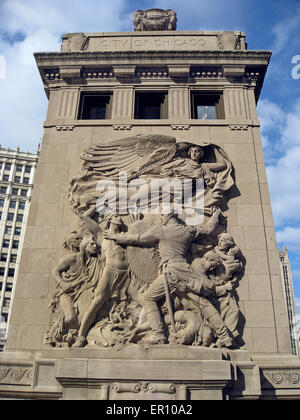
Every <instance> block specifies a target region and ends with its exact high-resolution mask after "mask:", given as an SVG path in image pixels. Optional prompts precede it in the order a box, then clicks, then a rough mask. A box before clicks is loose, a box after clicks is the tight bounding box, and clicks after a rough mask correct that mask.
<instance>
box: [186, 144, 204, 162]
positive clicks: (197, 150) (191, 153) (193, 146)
mask: <svg viewBox="0 0 300 420" xmlns="http://www.w3.org/2000/svg"><path fill="white" fill-rule="evenodd" d="M188 155H189V157H190V159H192V160H193V161H194V162H199V161H200V159H202V158H203V156H204V150H203V148H202V147H201V146H193V147H191V148H190V150H189V152H188Z"/></svg>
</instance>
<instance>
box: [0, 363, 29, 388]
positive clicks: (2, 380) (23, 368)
mask: <svg viewBox="0 0 300 420" xmlns="http://www.w3.org/2000/svg"><path fill="white" fill-rule="evenodd" d="M32 375H33V372H32V369H31V368H16V367H6V366H0V383H1V384H7V385H31V382H32Z"/></svg>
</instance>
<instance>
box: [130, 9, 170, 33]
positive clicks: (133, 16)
mask: <svg viewBox="0 0 300 420" xmlns="http://www.w3.org/2000/svg"><path fill="white" fill-rule="evenodd" d="M133 24H134V30H135V31H175V30H176V24H177V16H176V13H175V12H174V11H173V10H170V9H168V10H163V9H147V10H137V11H136V12H135V14H134V15H133Z"/></svg>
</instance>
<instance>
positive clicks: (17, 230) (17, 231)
mask: <svg viewBox="0 0 300 420" xmlns="http://www.w3.org/2000/svg"><path fill="white" fill-rule="evenodd" d="M21 230H22V229H21V228H20V227H16V228H15V236H21Z"/></svg>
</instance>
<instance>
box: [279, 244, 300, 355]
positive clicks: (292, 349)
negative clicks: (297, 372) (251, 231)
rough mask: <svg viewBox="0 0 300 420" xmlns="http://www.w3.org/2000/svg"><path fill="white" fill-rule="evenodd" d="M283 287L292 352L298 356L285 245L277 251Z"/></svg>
mask: <svg viewBox="0 0 300 420" xmlns="http://www.w3.org/2000/svg"><path fill="white" fill-rule="evenodd" d="M279 259H280V263H281V274H282V283H283V289H284V291H285V297H286V307H287V313H288V320H289V328H290V336H291V346H292V352H293V354H295V355H296V356H299V330H298V320H297V314H296V305H295V297H294V296H295V294H294V286H293V278H292V271H291V265H290V260H289V255H288V251H287V248H286V246H284V247H283V248H282V251H280V252H279Z"/></svg>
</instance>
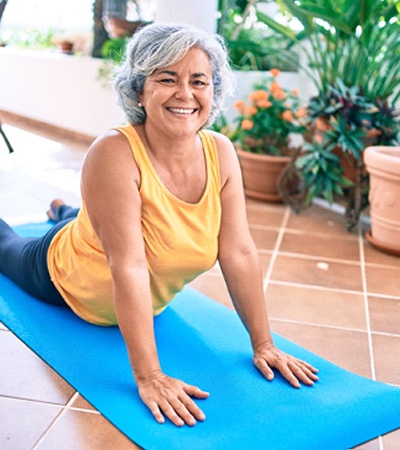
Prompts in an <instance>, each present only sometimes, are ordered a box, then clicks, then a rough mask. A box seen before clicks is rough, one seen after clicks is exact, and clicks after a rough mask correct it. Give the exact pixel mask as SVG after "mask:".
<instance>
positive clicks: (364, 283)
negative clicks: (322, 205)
mask: <svg viewBox="0 0 400 450" xmlns="http://www.w3.org/2000/svg"><path fill="white" fill-rule="evenodd" d="M358 245H359V252H360V267H361V279H362V286H363V296H364V308H365V320H366V325H367V337H368V347H369V354H370V364H371V374H372V379H373V380H375V381H376V371H375V358H374V348H373V345H372V332H371V316H370V313H369V302H368V285H367V272H366V267H365V254H364V240H363V236H362V231H361V228H360V227H359V229H358ZM378 445H379V450H384V446H383V438H382V436H379V437H378Z"/></svg>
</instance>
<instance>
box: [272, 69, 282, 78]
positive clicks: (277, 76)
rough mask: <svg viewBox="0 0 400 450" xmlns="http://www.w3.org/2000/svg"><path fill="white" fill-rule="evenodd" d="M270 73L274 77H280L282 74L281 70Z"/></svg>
mask: <svg viewBox="0 0 400 450" xmlns="http://www.w3.org/2000/svg"><path fill="white" fill-rule="evenodd" d="M270 73H271V75H272V76H273V77H278V76H279V75H280V73H281V71H280V70H279V69H271V70H270Z"/></svg>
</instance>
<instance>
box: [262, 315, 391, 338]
mask: <svg viewBox="0 0 400 450" xmlns="http://www.w3.org/2000/svg"><path fill="white" fill-rule="evenodd" d="M269 319H270V320H271V321H275V322H281V323H291V324H299V325H307V326H310V327H319V328H328V329H331V330H341V331H350V332H354V333H364V334H365V333H367V330H362V329H360V328H351V327H345V326H341V325H331V324H323V323H316V322H307V321H303V320H294V319H281V318H280V317H274V316H272V315H271V316H269ZM372 334H375V335H378V336H387V337H393V338H398V337H400V335H399V334H393V333H385V332H383V331H374V332H373V333H372Z"/></svg>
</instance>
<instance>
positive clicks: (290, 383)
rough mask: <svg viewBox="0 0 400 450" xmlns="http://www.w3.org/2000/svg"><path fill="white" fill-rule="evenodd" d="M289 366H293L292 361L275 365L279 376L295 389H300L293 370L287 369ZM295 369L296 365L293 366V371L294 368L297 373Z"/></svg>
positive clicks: (292, 363) (282, 361)
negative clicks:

════════════════════

*What you are asked to do*
Switch every "positive clicks" in the material above to "foreground clicks" and reproduce it otherwise unchanged, omitting the pictures.

*Result below*
Every <instance> block specifies a target region and ends with its exact high-resolution mask after "mask:", given as an SVG path in image pixels. Optional prompts precede it in the order a box, then clicks, then a rough mask. A box before clicks is loose, a box after clicks is the tight bounding box, and clicks after a rough mask correct that mask.
<instance>
box: [186, 144, 204, 162]
foreground clicks: (197, 150) (191, 153) (193, 146)
mask: <svg viewBox="0 0 300 420" xmlns="http://www.w3.org/2000/svg"><path fill="white" fill-rule="evenodd" d="M188 155H189V157H190V159H192V160H193V161H194V162H199V161H200V159H202V158H203V156H204V150H203V148H202V147H201V146H193V147H191V148H190V150H189V152H188Z"/></svg>
</instance>
<instance>
box: [0, 363, 29, 388]
foreground clicks: (2, 380) (23, 368)
mask: <svg viewBox="0 0 300 420" xmlns="http://www.w3.org/2000/svg"><path fill="white" fill-rule="evenodd" d="M32 375H33V372H32V369H31V368H16V367H6V366H0V383H1V384H7V385H31V382H32Z"/></svg>
</instance>
<instance>
box: [130, 9, 170, 33]
foreground clicks: (133, 16)
mask: <svg viewBox="0 0 300 420" xmlns="http://www.w3.org/2000/svg"><path fill="white" fill-rule="evenodd" d="M133 24H134V30H135V31H175V30H176V24H177V16H176V13H175V12H174V11H173V10H170V9H168V10H163V9H147V10H137V11H136V12H135V14H134V15H133Z"/></svg>
</instance>
<instance>
foreground clicks: (17, 230) (17, 231)
mask: <svg viewBox="0 0 300 420" xmlns="http://www.w3.org/2000/svg"><path fill="white" fill-rule="evenodd" d="M21 230H22V229H21V228H20V227H16V228H15V236H21Z"/></svg>
</instance>
<instance>
box: [279, 244, 300, 355]
foreground clicks: (292, 349)
negative clicks: (297, 372) (251, 231)
rough mask: <svg viewBox="0 0 300 420" xmlns="http://www.w3.org/2000/svg"><path fill="white" fill-rule="evenodd" d="M283 287L292 352L298 356L285 245L277 251Z"/></svg>
mask: <svg viewBox="0 0 300 420" xmlns="http://www.w3.org/2000/svg"><path fill="white" fill-rule="evenodd" d="M279 259H280V263H281V274H282V283H283V289H284V291H285V297H286V307H287V313H288V320H289V328H290V336H291V346H292V352H293V354H295V355H296V356H299V330H298V320H297V314H296V305H295V297H294V296H295V294H294V286H293V278H292V271H291V265H290V260H289V255H288V251H287V248H286V246H284V247H283V248H282V251H280V252H279Z"/></svg>
</instance>
Prompts in an <instance>, each present only sometimes, are ordered a box, then clicks, then a rough mask. A box seen before clicks is rough, one seen after clicks is exact, and clicks after a rough mask correct it. Give the exact pixel mask as SVG after "mask:".
<instance>
foreground clicks: (364, 283)
negative clicks: (322, 205)
mask: <svg viewBox="0 0 400 450" xmlns="http://www.w3.org/2000/svg"><path fill="white" fill-rule="evenodd" d="M358 245H359V252H360V267H361V279H362V286H363V296H364V308H365V320H366V325H367V337H368V347H369V354H370V364H371V374H372V379H373V380H375V381H376V371H375V358H374V348H373V345H372V332H371V316H370V313H369V302H368V285H367V272H366V267H365V254H364V240H363V236H362V231H361V228H360V227H359V229H358ZM378 445H379V450H384V446H383V438H382V436H379V437H378Z"/></svg>
</instance>
<instance>
box: [272, 69, 282, 78]
foreground clicks: (277, 76)
rough mask: <svg viewBox="0 0 400 450" xmlns="http://www.w3.org/2000/svg"><path fill="white" fill-rule="evenodd" d="M270 73L274 77H280L282 74L281 70Z"/></svg>
mask: <svg viewBox="0 0 400 450" xmlns="http://www.w3.org/2000/svg"><path fill="white" fill-rule="evenodd" d="M270 73H271V75H272V76H273V77H278V76H279V75H280V73H281V71H280V70H279V69H271V70H270Z"/></svg>
</instance>
<instance>
box: [262, 315, 391, 338]
mask: <svg viewBox="0 0 400 450" xmlns="http://www.w3.org/2000/svg"><path fill="white" fill-rule="evenodd" d="M269 319H270V320H271V321H275V322H281V323H291V324H299V325H307V326H310V327H319V328H328V329H331V330H341V331H350V332H354V333H364V334H365V333H367V330H362V329H360V328H351V327H345V326H341V325H331V324H323V323H316V322H307V321H303V320H294V319H281V318H280V317H274V316H272V315H271V316H269ZM372 334H375V335H378V336H387V337H393V338H398V337H400V335H399V334H393V333H385V332H383V331H374V332H373V333H372Z"/></svg>
</instance>
<instance>
foreground clicks: (290, 383)
rough mask: <svg viewBox="0 0 400 450" xmlns="http://www.w3.org/2000/svg"><path fill="white" fill-rule="evenodd" d="M289 366H293L292 361L275 365L279 376L295 389H300L293 370L287 369ZM295 369L296 365L293 366V371L294 368L297 373Z"/></svg>
foreground clicks: (292, 363) (282, 361)
negative clicks:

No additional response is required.